## THE TASK
Go through the lines below and transcribe each one exactly.

** GIVEN RECORDS follows **

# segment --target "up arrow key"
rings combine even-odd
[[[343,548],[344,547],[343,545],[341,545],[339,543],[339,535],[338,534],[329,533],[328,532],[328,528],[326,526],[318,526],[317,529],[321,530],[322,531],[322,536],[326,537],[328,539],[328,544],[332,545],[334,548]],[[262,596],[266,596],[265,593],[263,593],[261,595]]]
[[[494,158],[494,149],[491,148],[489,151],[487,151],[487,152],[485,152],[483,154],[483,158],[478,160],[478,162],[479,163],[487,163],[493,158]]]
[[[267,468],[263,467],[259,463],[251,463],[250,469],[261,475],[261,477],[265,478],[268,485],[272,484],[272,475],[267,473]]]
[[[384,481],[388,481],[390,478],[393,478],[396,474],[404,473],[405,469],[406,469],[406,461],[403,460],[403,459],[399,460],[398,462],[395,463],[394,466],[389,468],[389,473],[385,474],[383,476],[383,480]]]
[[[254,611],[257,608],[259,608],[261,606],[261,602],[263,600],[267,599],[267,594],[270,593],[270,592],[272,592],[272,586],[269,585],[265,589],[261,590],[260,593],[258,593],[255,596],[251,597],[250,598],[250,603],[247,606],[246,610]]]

** End of GIVEN RECORDS **

## EXPECTED ANSWER
# segment --target "up arrow key"
rings combine even-odd
[[[343,548],[344,547],[343,545],[341,545],[339,543],[339,535],[338,534],[329,533],[328,532],[328,528],[326,526],[318,526],[317,529],[321,530],[322,531],[322,536],[326,537],[328,539],[328,544],[332,545],[334,548]],[[262,596],[266,596],[265,593],[263,593],[261,595]]]
[[[494,158],[494,149],[491,148],[489,151],[487,151],[487,152],[485,152],[483,154],[483,158],[478,160],[478,162],[479,163],[487,163],[493,158]]]
[[[267,468],[263,467],[259,463],[251,463],[250,469],[261,475],[261,477],[265,478],[268,485],[272,484],[272,475],[267,473]]]
[[[384,481],[388,481],[390,478],[393,478],[396,474],[404,473],[405,469],[406,469],[406,461],[403,460],[403,459],[399,460],[398,462],[395,463],[394,466],[389,468],[389,473],[385,474],[383,476],[383,480]]]
[[[254,611],[257,608],[259,608],[261,606],[261,602],[263,600],[267,599],[267,594],[270,593],[270,592],[272,592],[272,586],[269,585],[265,589],[261,590],[260,593],[258,593],[255,596],[251,597],[250,598],[250,603],[247,606],[246,610]]]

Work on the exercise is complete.